In addition, Dr. Deng collaborates with medical oncologist Jedd D. Wolchok and his team to explore using poxviruses as oncolytic viruses. In this approach, the poxvirus is injected directly into tumors, causing cancer cell death. The destroyed cells release proteins called tumor antigens, which are presented by dendritic cells to other immune cells to induce immunity against cancer.

“I hope in the next five years, we’ll be able to incorporate oncolytic therapies into melanoma treatments,” she says. “But combination therapy will probably be necessary to enhance their efficacy.” She and Dr. Wolchok’s laboratory have preliminary results suggesting tumors can be destroyed more effectively by combining oncolytic therapies with a drug called ipilimumab, which removes a natural brake from the immune system and is already approved for use against advanced melanoma.

Growing up the son of two chemists, cancer biologist Michael Kharas knew from a young age that he wanted to “make drugs that doctors use to cure people.” Opportunities to work in research laboratories while he was still in high school gave him the first real sense of how exciting science could be.

While he was working as a postdoctoral fellow at Harvard Medical School, Dr. Kharas and his colleagues began studying the connection between cancer and stem cells, the cells from which various types of normal cells and tissues originate. “We found there are characteristics inherent in stem cells that tumors need in order to grow and progress,” says Dr. Kharas, an assistant member of the Molecular Pharmacology and Chemistry Program in the Sloan Kettering Institute. “The most aggressive cancer types appear to be mimicking certain traits of stem cells, such as the ability to regenerate.”

Cancer biologist Michael Kharas

Cancer biologist Michael Kharas and research fellow Elianna Amin are studying proteins that determine the fate of stem cells.

To better understand this phenomenon, his group began investigating what leukemia cells have in common with hematopoietic stem cells, the cells from which normal blood cells develop. They identified a protein called Musashi-2, which both leukemia cells and hematopoietic stem cells produce in high amounts. Eventually, they discovered that Musashi-2 plays a role in some aggressive types of acute myelogenous leukemia (AML), the most common leukemia that affects adults.

Exercises —
**1.** List every person the cancer research passage names.
**2.** Do these statements agree with the cancer research passage? (a) Ipilimumab is already approved for use against advanced melanoma. (b) Dr. Kharas began studying the connection between cancer and stem cells as a graduate student. (c) Leukemia cells produce Musashi-2 in low amounts. For each one, answer yes or no and quote the words that decide it.
**3.** Copy the cancer research passage from "Cancer biologist Michael Kharas and" to "that affects adults.", word for word.

Given information —

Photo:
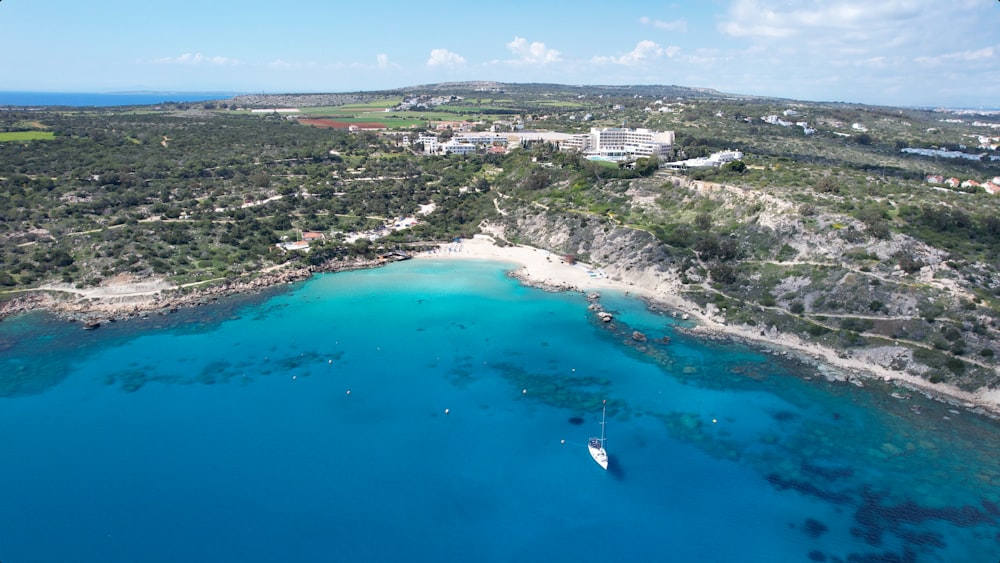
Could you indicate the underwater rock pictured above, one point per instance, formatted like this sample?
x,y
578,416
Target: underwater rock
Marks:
x,y
814,528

Solutions for each task —
**1.** Dr. Deng, Jedd D. Wolchok, Michael Kharas, Elianna Amin

**2.**
(a) Yes: "is already approved for use against advanced melanoma"
(b) No: "While he was working as a postdoctoral fellow at Harvard Medical School"
(c) No: "which both leukemia cells and hematopoietic stem cells produce in high amounts"

**3.**
Cancer biologist Michael Kharas and research fellow Elianna Amin are studying proteins that determine the fate of stem cells.

To better understand this phenomenon, his group began investigating what leukemia cells have in common with hematopoietic stem cells, the cells from which normal blood cells develop. They identified a protein called Musashi-2, which both leukemia cells and hematopoietic stem cells produce in high amounts. Eventually, they discovered that Musashi-2 plays a role in some aggressive types of acute myelogenous leukemia (AML), the most common leukemia that affects adults.